- SOURCE EXCERPT:

Publication number: US20160090079A1
Application number: US14/565,006
Authority: US
Inventors: Kum Lim CHOI
Original assignee: Hyundai Motor Co
Current assignee: Hyundai Motor Co
Priority date: 2014-09-30
Filing date: 2014-12-09
Publication date: 2016-03-31
Also published as: CN105751890A; KR101573633B1; DE102014225062A1

Abstract

A transmission structure of an HEV including: a generator disposed on the same shaft as an engine input shaft and coupled with a sun gear of a planetary gear part; a brake coupled with the sun gear or the generator; a rotation limiter to selectively limit a rotation of the engine input shaft; a first counter shaft connected to a motor disposed on the same shaft as the engine input shaft to transfer power; a second counter shaft connected to a ring gear included in the planetary gear part to transfer power; and an output shaft connected to the first counter shaft and the second counter shaft to transfer power to a wheel.

Description

CROSS-REFERENCE TO RELATED APPLICATION

This application is based on and claims the benefit of priority to Korean Patent Application No. 10-2014-0131648, filed on Sep. 30, 2014 in the Korean Intellectual Property Office, the disclosure of which is incorporated herein in its entirety by reference.

TECHNICAL FIELD

The present disclosure relates to a transmission structure of a hybrid electric vehicle (HEV) and a method of a mode change thereof, and more particularly, to a transmission structure capable of preventing a phenomenon of power interruption or the occurrence of shock at the time of changing a power split mode of a transmission of an HEV to a parallel mode.

BACKGROUND

Generally, a hybrid electric vehicle (HEV) is a vehicle which is driven by a combination of a power source of electricity and a power source of an internal combustion engine. The HEV is controlled at a point where the gasoline engine and the electric motor operate at high efficiency, thereby efficiently reducing exhaust gas while maintaining performance.
Further, the hybrid electric vehicle may enhance fuel efficiency and secure a driving distance equal to that of the typical gasoline vehicle without needing to build a separate charging facility. Thus, the electric vehicle is expected to be a mainstay of future environmentally-friendly vehicles.
For the HEV, a power split method is configured having a mechanical flow which uses a power split apparatus. The power split apparatus splits a power flow, such as by a planetary gear, to directly transfer power of an engine to an output shaft. An electrical flow uses the power of the engine to power a generator and charge a battery using the generated power or drive a motor with the energy of the charged battery.
The power split method based HEV system may operate the engine independent of the output shaft, freely turn the combustion engine on and off while the vehicle is driven, and implement an electric vehicle mode.
However, the related art has a problem in that power may be interrupted or a shock may occur, at the time of changing the mode of the transmission of the HEV.

RELATED ART DOCUMENT

Patent 1: Korean Patent Laid-Open Publication No. 10-2014-0080638, which is incorporated herein by reference.

SUMMARY

The present disclosure has been made to solve the above-mentioned problems occurring in the prior art while the advantages achieved by the prior art are maintained intact.

- MATERIAL PROVIDED:
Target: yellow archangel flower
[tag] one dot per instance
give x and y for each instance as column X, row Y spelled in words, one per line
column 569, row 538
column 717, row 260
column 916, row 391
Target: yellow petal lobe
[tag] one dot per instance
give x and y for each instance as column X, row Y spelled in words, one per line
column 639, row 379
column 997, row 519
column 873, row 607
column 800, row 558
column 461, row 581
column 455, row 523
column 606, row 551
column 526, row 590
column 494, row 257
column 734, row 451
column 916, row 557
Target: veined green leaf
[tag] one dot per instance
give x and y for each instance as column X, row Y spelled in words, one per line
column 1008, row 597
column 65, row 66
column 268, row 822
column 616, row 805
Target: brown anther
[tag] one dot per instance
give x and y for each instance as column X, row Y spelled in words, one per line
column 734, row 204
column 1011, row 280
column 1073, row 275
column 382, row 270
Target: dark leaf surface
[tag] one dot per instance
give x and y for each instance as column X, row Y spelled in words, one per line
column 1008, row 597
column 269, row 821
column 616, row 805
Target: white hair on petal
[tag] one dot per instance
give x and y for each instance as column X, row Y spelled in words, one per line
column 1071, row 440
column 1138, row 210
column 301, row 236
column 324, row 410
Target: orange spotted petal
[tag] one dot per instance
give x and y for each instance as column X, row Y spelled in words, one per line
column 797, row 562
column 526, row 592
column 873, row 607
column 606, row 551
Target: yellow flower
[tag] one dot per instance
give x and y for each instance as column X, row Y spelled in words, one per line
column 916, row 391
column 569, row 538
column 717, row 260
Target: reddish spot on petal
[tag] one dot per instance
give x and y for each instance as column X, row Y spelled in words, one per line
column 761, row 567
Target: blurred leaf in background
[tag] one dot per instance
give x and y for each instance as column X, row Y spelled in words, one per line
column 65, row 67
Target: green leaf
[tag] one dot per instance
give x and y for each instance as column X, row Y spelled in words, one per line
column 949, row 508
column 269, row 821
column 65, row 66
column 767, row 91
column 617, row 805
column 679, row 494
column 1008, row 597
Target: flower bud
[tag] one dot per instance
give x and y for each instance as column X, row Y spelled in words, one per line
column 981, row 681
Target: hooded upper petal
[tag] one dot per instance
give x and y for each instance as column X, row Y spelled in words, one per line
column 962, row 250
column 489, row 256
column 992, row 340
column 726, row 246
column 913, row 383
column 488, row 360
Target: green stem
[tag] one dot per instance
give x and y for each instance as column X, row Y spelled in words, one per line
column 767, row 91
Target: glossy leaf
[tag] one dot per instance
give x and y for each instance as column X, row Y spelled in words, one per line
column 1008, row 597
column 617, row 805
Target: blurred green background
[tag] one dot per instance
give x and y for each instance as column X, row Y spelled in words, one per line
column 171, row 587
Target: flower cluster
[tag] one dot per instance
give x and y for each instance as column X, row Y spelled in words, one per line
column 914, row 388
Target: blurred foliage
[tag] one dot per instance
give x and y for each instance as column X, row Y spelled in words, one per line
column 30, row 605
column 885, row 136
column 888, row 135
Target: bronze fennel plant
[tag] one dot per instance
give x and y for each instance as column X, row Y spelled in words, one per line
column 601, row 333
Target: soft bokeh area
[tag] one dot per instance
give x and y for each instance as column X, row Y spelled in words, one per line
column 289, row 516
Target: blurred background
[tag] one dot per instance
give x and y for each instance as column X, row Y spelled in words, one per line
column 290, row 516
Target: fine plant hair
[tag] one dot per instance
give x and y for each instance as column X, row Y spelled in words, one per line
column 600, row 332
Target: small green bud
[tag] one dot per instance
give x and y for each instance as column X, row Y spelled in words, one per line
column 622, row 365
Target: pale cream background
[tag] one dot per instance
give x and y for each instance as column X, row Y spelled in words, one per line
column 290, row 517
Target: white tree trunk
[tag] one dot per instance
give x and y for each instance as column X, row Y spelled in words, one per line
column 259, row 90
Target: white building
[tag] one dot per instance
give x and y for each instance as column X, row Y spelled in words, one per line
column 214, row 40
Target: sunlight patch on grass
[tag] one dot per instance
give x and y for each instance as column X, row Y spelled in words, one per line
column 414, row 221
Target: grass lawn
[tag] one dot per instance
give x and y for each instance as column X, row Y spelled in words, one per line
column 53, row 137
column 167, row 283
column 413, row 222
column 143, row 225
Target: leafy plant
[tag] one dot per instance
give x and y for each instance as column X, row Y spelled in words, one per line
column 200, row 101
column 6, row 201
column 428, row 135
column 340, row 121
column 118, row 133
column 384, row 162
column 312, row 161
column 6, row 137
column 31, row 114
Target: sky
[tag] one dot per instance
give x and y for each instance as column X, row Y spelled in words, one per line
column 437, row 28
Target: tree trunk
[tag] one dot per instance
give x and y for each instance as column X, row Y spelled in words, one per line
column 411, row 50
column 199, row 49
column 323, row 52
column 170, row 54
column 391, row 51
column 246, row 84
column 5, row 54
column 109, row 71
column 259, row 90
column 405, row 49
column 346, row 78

- ACTIONS TO TAKE:
(1) Answer these from the patent excerpt:
(a) On what date was the application filed?
(b) According to the abstract, what is the second counter shaft connected to?
(c) What Korean Patent Application number does the application claim priority to?
(2) According to the patent excerpt, why is the hybrid electric vehicle expected to be a mainstay of future environmentally friendly vehicles? Answer in one to three sentences.
(3) Write out the part of the patent excerpt starting with "Further, the hybrid" and going on through "the charged battery.".

- ANSWERS:
(1)
(a) 2014-12-09
(b) A ring gear included in the planetary gear part
(c) 10-2014-0131648

(2) The hybrid electric vehicle may enhance fuel efficiency. It can also secure a driving distance equal to that of the typical gasoline vehicle without needing a separate charging facility.

(3)
Further, the hybrid electric vehicle may enhance fuel efficiency and secure a driving distance equal to that of the typical gasoline vehicle without needing to build a separate charging facility. Thus, the electric vehicle is expected to be a mainstay of future environmentally-friendly vehicles.
For the HEV, a power split method is configured having a mechanical flow which uses a power split apparatus. The power split apparatus splits a power flow, such as by a planetary gear, to directly transfer power of an engine to an output shaft. An electrical flow uses the power of the engine to power a generator and charge a battery using the generated power or drive a motor with the energy of the charged battery.